Location identification items:

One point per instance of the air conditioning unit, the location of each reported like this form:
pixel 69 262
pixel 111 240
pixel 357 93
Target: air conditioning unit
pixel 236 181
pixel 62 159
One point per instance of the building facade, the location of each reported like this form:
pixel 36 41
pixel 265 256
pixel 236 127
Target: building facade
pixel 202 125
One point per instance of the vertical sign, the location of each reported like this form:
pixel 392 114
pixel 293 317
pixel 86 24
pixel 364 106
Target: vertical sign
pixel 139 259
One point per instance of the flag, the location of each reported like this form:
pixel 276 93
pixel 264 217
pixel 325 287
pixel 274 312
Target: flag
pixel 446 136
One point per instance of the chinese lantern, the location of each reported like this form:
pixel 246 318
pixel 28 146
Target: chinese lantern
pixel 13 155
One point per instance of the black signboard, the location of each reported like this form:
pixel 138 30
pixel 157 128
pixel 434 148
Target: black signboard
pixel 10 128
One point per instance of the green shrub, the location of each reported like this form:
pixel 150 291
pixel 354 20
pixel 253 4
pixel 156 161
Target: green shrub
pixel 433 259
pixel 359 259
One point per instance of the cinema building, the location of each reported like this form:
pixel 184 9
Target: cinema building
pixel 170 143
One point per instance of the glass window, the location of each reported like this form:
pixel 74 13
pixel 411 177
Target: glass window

__Given problem__
Exactly as written, give again every line from the one containing "One point per instance of the flag, the" through the last line of the material above, and no other lines.

__Complete response__
One point per instance of the flag, the location of each reported like this form:
pixel 276 93
pixel 264 217
pixel 325 287
pixel 274 312
Target: flag
pixel 446 136
One point per instance of the chinese lantern, the location of each reported like this form:
pixel 246 318
pixel 28 146
Target: chinese lantern
pixel 13 155
One point per instance of the black signboard, the location of each reported like this form:
pixel 138 30
pixel 157 128
pixel 434 148
Target: black signboard
pixel 10 128
One point per instance of the green shrub, the location of each reported like this form:
pixel 150 291
pixel 354 20
pixel 253 4
pixel 156 161
Target: green shrub
pixel 433 259
pixel 359 259
One point per instance of the cinema building, the location of each reported like this form:
pixel 184 9
Target: cinema building
pixel 170 143
One point per instance of the glass window, the location of each reported like this form:
pixel 74 13
pixel 411 177
Target: glass window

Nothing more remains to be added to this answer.